Page excerpt section start

Small models (7-8B) abstain on 37-43% of answerable questions when given raw context. They see 700 tokens of noisy conversation and give up. Compression reduces false abstention by 25-32%. That is the rescue mechanism.
Strong models rarely abstain. Their gains, when they exist, come from answer quality improvement. The compressed evidence is not just shorter. It is structured. The reader extracts a better answer from it.
These two mechanisms shift continuously with baseline accuracy. The crossover is at roughly 35-40% naive accuracy.


15% of Correct Rows Get Broken
This is the part that matters for deployment.
I classified every row into four outcomes: the reader went from wrong to correct (rescued), from unknown to correct (also rescued), stayed the same, or went from correct to wrong (damaged).
Across all eight models I decomposed, 15.3% of rows the reader already answered correctly were broken by compression. That is 261 out of 1,711 correct-answer pairs. The compiler selected the wrong framing, dropped a critical fact, or overwrote a current answer with a stale one.
For small readers, this damage is outweighed by the rescue rate. For strong readers, the rescue pool shrinks while the damage pool stays the same. That is why the ratio collapses.
Not All Questions Are Equal
The most useful finding is the per-question-type breakdown.

Temporal reasoning questions gain +15 to +39pp across 7 of 8 models. This holds for both small and large readers. The compiler extracts date pairs and event sequences that the reader could not isolate from noisy context.
Preference questions are rescued across all models (+3 to +33pp). The compiler pulls out the user's stated preference and hands it directly to the reader.
Knowledge-update questions regress for strong readers (-1 to -10pp). The compiler sometimes picks the old state of a fact when the reader already had the current one. All 14 temporal-supersession errors in my error taxonomy were concentrated in this one question type.
Multi-session is flat regardless of reader or compression method. BM25 top-20 retrieves 3-4 of 5+ relevant sessions. Compression cannot conjure missing evidence.
Token Pruning Never Helps
I tested LLMLingua-2 at three retention rates: 30%, 50%, and 70%.
| Retention | 8B Accuracy | 8B Delta | 70B Accuracy | 70B Delta | Actual Tokens |
|---|---|---|---|---|---|
| Naive (no compression) | 27.8% | -- | 48.4% | -- | ~717 |
| LLMLingua-2 @30% | 16.8% | -11.0 | 28.0% | -20.4 | ~367 |
| LLMLingua-2 @50% | 23.0% | -4.8 | 41.4% | -7.0 | ~684 |
| LLMLingua-2 @70% | 27.2% | -0.6 | 48.0% | -0.4 | ~1016 |
| LLM-Summarize | 44.4% | +16.6 | 54.2% | +5.8 | ~27 |
| SIEVE | 41.0% | +13.2 | 56.6% | +8.2 | ~683 |
At 30%, token pruning destroys coherence. Retained fragments are not parseable. At 70%, it barely compresses (88% actual retention) and achieves nothing. There is no sweet spot where token pruning helps.

Page excerpt section end

> [Explore the material]
[a] Please copy from the passage on context compression, starting at "Multi-session is flat" and ending at "token pruning helps.".
[b] According to the passage on context compression, why do multi-session questions stay flat regardless of reader or compression method?
[c] Go on with the passage on context compression from its last sentence.
The lines after this note are not needed.

Extracted entries section start

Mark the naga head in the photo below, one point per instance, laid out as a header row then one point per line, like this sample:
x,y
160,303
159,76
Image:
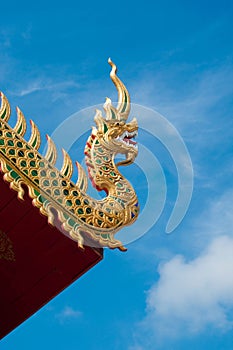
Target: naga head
x,y
113,131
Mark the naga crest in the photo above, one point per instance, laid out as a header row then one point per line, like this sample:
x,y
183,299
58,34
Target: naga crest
x,y
66,204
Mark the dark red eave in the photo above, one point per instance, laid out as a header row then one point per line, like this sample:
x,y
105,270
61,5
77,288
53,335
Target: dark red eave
x,y
46,261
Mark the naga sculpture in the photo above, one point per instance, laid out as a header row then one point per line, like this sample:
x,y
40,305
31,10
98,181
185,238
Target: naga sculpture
x,y
84,219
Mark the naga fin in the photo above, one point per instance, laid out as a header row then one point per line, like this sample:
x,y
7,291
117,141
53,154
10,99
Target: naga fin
x,y
67,167
82,182
51,154
5,110
21,125
34,140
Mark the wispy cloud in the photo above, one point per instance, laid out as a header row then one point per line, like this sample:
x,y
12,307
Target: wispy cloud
x,y
68,314
194,294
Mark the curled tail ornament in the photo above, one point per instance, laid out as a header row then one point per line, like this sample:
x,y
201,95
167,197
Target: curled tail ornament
x,y
83,218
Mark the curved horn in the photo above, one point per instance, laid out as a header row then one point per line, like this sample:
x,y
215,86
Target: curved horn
x,y
123,107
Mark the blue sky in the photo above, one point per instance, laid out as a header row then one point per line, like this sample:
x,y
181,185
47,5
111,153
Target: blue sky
x,y
168,291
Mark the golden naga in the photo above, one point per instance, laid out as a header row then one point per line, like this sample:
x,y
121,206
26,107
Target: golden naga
x,y
84,219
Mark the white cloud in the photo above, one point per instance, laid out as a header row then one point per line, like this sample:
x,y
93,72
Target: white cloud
x,y
190,296
68,314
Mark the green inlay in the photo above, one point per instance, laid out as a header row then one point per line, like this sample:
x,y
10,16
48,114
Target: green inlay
x,y
21,154
10,143
66,216
36,192
19,144
71,222
14,175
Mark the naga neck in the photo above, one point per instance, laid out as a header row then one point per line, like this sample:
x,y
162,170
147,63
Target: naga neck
x,y
104,173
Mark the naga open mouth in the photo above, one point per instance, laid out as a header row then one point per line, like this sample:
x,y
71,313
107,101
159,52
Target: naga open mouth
x,y
129,138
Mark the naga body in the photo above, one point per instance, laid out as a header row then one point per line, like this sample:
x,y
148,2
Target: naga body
x,y
84,219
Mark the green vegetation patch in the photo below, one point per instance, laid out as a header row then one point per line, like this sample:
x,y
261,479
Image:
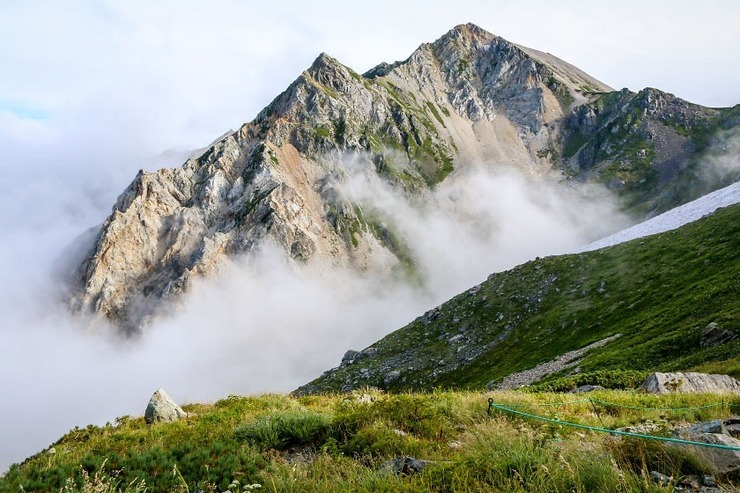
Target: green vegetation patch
x,y
339,443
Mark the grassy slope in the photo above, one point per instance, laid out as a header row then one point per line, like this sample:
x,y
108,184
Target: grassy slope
x,y
337,443
659,292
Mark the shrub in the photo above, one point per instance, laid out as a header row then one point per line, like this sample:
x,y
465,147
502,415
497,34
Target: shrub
x,y
286,429
609,379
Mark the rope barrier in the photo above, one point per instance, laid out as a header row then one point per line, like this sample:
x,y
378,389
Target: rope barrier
x,y
491,404
614,404
639,408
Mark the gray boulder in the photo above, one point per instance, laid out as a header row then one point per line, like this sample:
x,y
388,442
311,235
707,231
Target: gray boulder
x,y
161,407
586,388
404,466
689,382
714,335
724,461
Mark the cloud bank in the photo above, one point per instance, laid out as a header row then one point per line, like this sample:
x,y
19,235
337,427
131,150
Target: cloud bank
x,y
92,89
264,324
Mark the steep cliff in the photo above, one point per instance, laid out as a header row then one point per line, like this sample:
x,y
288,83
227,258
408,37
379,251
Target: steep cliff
x,y
468,98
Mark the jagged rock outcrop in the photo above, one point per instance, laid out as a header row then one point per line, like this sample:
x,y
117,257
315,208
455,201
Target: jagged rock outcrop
x,y
162,408
469,97
664,383
540,318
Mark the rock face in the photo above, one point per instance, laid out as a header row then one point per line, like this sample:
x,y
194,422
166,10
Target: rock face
x,y
714,335
162,408
725,461
469,97
665,383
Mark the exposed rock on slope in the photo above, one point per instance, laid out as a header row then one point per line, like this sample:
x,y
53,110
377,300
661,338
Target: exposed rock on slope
x,y
658,292
665,383
469,97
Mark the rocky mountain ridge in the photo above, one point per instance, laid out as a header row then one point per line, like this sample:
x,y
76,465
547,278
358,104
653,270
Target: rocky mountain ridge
x,y
468,98
651,304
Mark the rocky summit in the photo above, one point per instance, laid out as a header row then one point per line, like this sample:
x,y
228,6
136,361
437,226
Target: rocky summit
x,y
468,98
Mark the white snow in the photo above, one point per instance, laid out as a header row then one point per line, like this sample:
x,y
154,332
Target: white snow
x,y
672,219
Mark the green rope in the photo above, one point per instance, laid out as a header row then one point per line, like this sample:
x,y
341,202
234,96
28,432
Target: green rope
x,y
545,404
639,408
613,432
614,404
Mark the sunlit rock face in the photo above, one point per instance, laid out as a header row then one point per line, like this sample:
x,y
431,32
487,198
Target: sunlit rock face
x,y
469,98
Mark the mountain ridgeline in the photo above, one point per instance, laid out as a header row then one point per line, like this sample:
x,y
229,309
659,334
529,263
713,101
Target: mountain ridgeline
x,y
653,302
469,98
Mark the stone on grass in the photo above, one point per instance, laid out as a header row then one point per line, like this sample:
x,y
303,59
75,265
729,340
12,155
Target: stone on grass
x,y
689,382
162,408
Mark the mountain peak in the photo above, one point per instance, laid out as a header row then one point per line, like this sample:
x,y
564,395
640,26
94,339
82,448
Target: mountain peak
x,y
468,97
467,35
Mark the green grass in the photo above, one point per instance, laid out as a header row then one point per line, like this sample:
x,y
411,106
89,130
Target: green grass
x,y
658,292
338,443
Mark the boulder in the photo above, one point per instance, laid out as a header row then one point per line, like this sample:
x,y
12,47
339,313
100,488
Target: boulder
x,y
732,426
714,335
586,388
161,407
689,382
724,461
403,466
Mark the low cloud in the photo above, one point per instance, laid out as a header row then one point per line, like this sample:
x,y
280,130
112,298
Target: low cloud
x,y
264,324
720,165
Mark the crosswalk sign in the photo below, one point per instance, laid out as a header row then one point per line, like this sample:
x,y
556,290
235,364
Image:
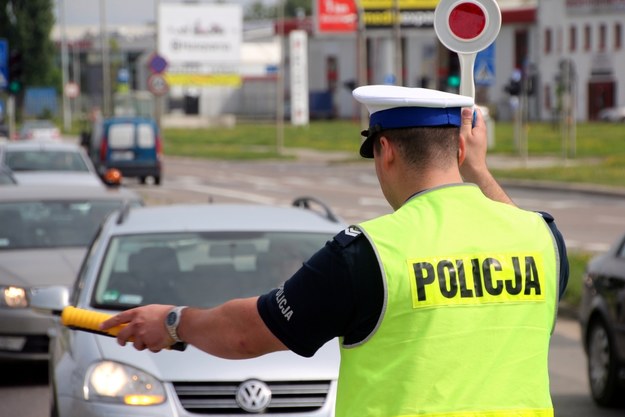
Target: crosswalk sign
x,y
484,70
4,58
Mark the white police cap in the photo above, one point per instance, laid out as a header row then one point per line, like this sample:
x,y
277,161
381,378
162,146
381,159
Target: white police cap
x,y
395,107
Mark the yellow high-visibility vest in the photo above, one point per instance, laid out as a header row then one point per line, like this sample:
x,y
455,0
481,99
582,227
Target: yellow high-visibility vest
x,y
471,288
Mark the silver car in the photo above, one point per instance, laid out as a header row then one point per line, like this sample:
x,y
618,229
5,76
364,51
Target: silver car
x,y
197,255
44,235
47,162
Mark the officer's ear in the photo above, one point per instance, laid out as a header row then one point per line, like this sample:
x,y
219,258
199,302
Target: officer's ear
x,y
462,149
385,149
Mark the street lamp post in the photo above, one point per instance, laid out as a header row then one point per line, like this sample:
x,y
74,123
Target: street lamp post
x,y
106,77
67,115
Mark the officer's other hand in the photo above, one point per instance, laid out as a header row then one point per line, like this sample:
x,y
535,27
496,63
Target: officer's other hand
x,y
476,144
143,326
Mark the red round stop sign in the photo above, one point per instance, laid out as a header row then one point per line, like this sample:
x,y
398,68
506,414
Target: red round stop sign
x,y
467,21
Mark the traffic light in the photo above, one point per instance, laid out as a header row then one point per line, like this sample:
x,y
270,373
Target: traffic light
x,y
513,87
15,72
453,81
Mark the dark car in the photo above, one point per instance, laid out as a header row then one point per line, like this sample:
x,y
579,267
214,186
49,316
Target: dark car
x,y
133,145
6,176
602,317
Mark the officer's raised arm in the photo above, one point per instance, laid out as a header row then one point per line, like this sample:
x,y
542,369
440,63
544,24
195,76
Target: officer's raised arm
x,y
472,156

Extracted entries section end

> [Replies]
[a]
Multi-session is flat regardless of reader or compression method. BM25 top-20 retrieves 3-4 of 5+ relevant sessions. Compression cannot conjure missing evidence.
Token Pruning Never Helps
I tested LLMLingua-2 at three retention rates: 30%, 50%, and 70%.
| Retention | 8B Accuracy | 8B Delta | 70B Accuracy | 70B Delta | Actual Tokens |
|---|---|---|---|---|---|
| Naive (no compression) | 27.8% | -- | 48.4% | -- | ~717 |
| LLMLingua-2 @30% | 16.8% | -11.0 | 28.0% | -20.4 | ~367 |
| LLMLingua-2 @50% | 23.0% | -4.8 | 41.4% | -7.0 | ~684 |
| LLMLingua-2 @70% | 27.2% | -0.6 | 48.0% | -0.4 | ~1016 |
| LLM-Summarize | 44.4% | +16.6 | 54.2% | +5.8 | ~27 |
| SIEVE | 41.0% | +13.2 | 56.6% | +8.2 | ~683 |
At 30%, token pruning destroys coherence. Retained fragments are not parseable. At 70%, it barely compresses (88% actual retention) and achieves nothing. There is no sweet spot where token pruning helps.

[b] BM25 top-20 retrieval brings back only 3-4 of the 5 or more relevant sessions. Compression cannot supply evidence that retrieval never found.

[c]
Meanwhile, LLM-Summarize produces 27-token coherent summaries and gains +16.6pp for the small reader. The dividing line is not how much you compress. It is whether the output is coherent.

The Practical Move
The lesson is not "skip compression for strong readers." Llama 70B gains +8.2pp overall, with +15-30pp on temporal and preference questions. Blanket compression is the problem, not compression itself.
For small readers, compress everything. Any coherence-preserving method works. Even a one-line "summarize what's relevant" prompt gains +16pp.
For large readers, route by question type. I tested a trivial 3-line router: always compress temporal and preference, skip knowledge-update if the reader is strong, compress everything else. It eliminates 6-11 damaged rows per model while preserving all gains. The routing itself is free because question-type classification already happens in the pipeline via SpaCy.
What This Means for RAG Systems
If you are deploying a RAG system with evidence compression, the current evaluation standard is misleading. Testing with one reader model and reporting aggregate accuracy gain tells you almost nothing about what will happen when you swap the reader.
Report gains and damage separately. Test across at least two reader scales. Break results down by question type. The interaction is real, it replicates across five domains, and it holds for both trained and untrained compressors.
The paper is under review. Code and data will be released on publication.